Sabine findet ihr Glück auf Gras
Lisicki bezwingt die Weltranglisten-Erste Serena Williams in drei Sätzen und steht damit im Viertelfinale. Ihr eröffnen sich gute Chancen, noch weiter zu kommen
London Sabine Lisicki fiel auf den heiligen Rasen und weinte. Die Zuschauer auf der bedeutendsten Tennisbühne der Welt saßen nach dem sensationellen Schauspiel in drei Akten längst nicht mehr. Die 23 Jahre alte Berlinerin bezwang am Super-Montag von Wimbledon die Weltranglisten-Erste, Titelverteidigerin, fünfmalige Wimbledon-Siegerin und Top-Favoritin Serena Williams mit 6:2, 1:6, 6:4.

__________

* **Aufgabenliste**
1) Mit welchem Ergebnis besiegte Lisicki laut dem Artikel über ihr Wimbledon-Spiel Serena Williams?
2) Wähle alle Zeilen der Liste aus, in denen das Wort „below“ vorkommt, und gib sie unverändert wieder.
Der Artikel und die Liste haben nichts miteinander zu tun.

__________

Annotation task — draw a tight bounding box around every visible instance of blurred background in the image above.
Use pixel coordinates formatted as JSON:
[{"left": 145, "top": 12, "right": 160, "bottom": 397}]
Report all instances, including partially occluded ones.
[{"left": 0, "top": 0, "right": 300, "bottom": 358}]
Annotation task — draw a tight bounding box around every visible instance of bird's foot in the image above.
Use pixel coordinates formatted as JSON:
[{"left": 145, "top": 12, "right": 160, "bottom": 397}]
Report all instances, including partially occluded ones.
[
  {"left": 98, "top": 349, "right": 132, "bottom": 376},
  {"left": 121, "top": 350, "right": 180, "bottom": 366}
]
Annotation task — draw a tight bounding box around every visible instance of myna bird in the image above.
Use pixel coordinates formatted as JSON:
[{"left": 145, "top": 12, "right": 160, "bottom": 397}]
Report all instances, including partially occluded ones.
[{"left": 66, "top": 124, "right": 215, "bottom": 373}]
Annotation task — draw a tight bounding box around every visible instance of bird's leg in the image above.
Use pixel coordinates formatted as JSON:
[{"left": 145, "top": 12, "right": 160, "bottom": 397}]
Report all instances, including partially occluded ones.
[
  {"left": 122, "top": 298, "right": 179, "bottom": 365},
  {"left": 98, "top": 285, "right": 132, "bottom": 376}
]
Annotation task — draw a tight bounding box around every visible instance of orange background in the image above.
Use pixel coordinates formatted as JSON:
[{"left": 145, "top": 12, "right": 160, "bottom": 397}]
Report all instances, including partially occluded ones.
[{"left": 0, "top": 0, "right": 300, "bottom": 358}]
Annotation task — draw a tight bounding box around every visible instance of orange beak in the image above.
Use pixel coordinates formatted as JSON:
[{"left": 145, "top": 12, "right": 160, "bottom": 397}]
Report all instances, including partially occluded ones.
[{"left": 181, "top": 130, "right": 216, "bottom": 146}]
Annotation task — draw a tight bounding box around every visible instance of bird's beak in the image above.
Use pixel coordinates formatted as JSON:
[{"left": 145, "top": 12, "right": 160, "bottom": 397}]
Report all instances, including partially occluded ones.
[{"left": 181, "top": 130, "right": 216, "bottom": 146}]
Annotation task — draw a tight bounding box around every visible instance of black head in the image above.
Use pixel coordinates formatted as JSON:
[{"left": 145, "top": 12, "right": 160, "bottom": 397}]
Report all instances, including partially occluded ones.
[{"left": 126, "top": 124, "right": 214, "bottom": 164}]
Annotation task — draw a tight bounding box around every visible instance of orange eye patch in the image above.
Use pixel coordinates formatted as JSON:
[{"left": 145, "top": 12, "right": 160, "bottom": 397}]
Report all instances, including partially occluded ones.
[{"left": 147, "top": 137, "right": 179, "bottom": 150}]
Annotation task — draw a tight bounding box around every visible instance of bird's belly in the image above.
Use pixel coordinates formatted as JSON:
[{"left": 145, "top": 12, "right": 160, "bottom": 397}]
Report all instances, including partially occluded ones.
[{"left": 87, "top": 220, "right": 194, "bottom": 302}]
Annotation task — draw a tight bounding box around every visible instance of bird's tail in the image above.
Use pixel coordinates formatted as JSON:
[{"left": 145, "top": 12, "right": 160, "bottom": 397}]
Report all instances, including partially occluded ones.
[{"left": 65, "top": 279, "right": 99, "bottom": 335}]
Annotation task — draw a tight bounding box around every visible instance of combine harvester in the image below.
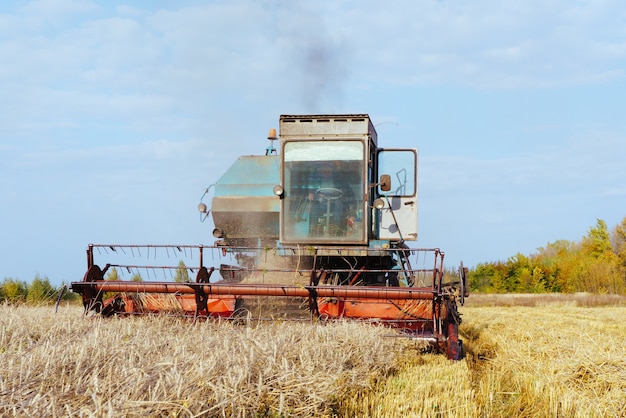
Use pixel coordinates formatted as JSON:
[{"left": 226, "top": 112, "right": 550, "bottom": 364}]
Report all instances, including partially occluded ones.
[{"left": 71, "top": 114, "right": 468, "bottom": 359}]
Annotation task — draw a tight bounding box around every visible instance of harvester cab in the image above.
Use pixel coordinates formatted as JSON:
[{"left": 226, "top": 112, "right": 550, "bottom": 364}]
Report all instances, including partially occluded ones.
[{"left": 72, "top": 114, "right": 468, "bottom": 359}]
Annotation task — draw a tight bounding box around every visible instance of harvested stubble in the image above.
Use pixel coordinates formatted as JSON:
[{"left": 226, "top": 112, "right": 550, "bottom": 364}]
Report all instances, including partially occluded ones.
[
  {"left": 0, "top": 305, "right": 408, "bottom": 416},
  {"left": 0, "top": 296, "right": 626, "bottom": 417},
  {"left": 461, "top": 304, "right": 626, "bottom": 417}
]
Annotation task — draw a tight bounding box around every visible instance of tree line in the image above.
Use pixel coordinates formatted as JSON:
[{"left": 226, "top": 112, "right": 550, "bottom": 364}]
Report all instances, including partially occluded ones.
[
  {"left": 469, "top": 218, "right": 626, "bottom": 294},
  {"left": 0, "top": 217, "right": 626, "bottom": 304}
]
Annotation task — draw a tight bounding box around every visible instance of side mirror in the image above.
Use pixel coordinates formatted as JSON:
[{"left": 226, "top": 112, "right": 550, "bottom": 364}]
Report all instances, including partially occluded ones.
[{"left": 378, "top": 174, "right": 391, "bottom": 192}]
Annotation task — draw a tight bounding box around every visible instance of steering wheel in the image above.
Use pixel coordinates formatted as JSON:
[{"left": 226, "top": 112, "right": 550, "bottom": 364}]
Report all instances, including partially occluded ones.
[{"left": 315, "top": 187, "right": 343, "bottom": 200}]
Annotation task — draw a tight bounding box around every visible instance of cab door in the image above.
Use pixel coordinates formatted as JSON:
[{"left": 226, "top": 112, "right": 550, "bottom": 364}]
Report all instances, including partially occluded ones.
[{"left": 377, "top": 148, "right": 417, "bottom": 241}]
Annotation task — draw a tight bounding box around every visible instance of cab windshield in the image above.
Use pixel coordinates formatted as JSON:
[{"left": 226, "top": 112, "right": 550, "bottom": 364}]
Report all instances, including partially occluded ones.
[{"left": 282, "top": 140, "right": 365, "bottom": 244}]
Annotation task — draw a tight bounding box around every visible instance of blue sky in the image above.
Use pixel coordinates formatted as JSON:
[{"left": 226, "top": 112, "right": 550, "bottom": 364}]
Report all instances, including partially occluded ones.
[{"left": 0, "top": 0, "right": 626, "bottom": 284}]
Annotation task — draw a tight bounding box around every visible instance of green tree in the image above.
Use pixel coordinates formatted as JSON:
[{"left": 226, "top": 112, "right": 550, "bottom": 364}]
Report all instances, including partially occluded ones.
[
  {"left": 583, "top": 219, "right": 613, "bottom": 258},
  {"left": 174, "top": 260, "right": 191, "bottom": 283}
]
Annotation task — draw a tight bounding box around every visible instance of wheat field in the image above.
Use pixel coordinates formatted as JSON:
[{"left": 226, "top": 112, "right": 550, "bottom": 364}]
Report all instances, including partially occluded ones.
[{"left": 0, "top": 296, "right": 626, "bottom": 417}]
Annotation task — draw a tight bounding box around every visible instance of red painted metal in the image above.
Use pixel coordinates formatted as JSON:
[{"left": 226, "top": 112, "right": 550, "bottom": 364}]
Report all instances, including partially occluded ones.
[{"left": 72, "top": 281, "right": 435, "bottom": 300}]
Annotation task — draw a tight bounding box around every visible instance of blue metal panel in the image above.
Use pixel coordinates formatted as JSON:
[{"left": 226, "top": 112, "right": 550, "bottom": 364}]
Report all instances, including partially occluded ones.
[{"left": 215, "top": 155, "right": 280, "bottom": 196}]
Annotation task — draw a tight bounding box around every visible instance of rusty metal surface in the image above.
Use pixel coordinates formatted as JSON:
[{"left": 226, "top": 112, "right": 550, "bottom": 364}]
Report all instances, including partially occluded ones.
[{"left": 72, "top": 281, "right": 435, "bottom": 300}]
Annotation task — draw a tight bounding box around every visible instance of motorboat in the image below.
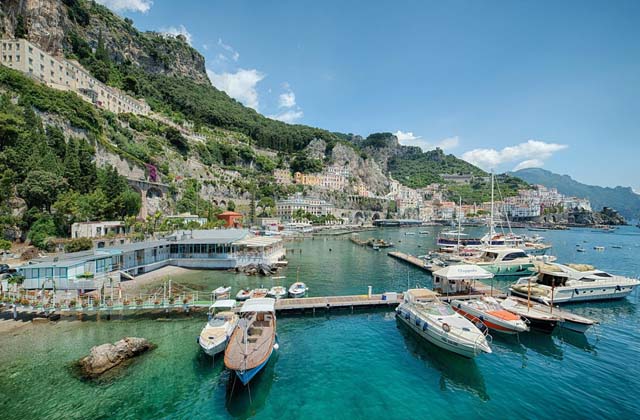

__________

* **Antworten je Aufgabe**
1) Mit 6:2, 1:6, 6:4.

2)
Annotation task — draw a tight bounding box around every visible instance of combine harvester in the image below.
Annotation task — draw a tight bounding box around every visible instance of motorboat in the image below.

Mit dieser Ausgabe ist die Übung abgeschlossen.